→ **Instructions for the task**
Rewrite every line of the entries below with "Reply" switched to "Answer", leaving everything else unchanged. Leave the pictures out of your output.

→ **Dataset content**
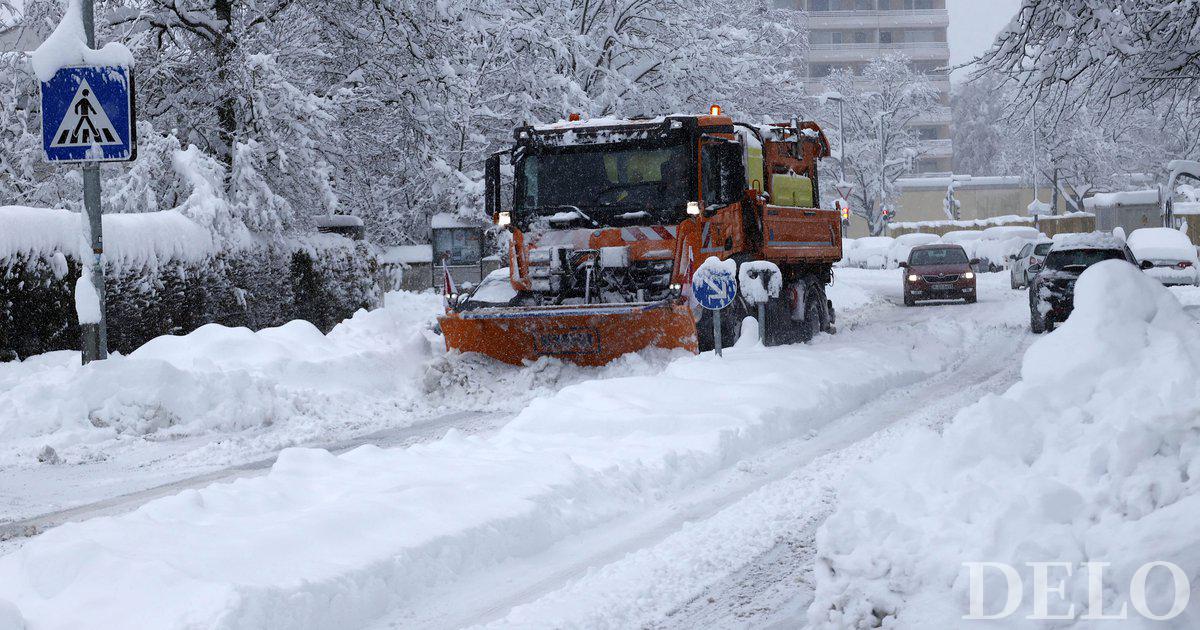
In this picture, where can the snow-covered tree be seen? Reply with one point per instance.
(881, 147)
(1114, 52)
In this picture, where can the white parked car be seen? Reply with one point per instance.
(904, 245)
(1000, 245)
(1165, 255)
(871, 252)
(846, 246)
(1027, 263)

→ **Task output**
In this picture, where can the snow-covered tree be seen? Answer with one point per instance.
(881, 147)
(1114, 52)
In this picture, where can the white parked car be seen? Answer with one point per instance.
(904, 245)
(1000, 245)
(1165, 255)
(871, 252)
(846, 246)
(1027, 263)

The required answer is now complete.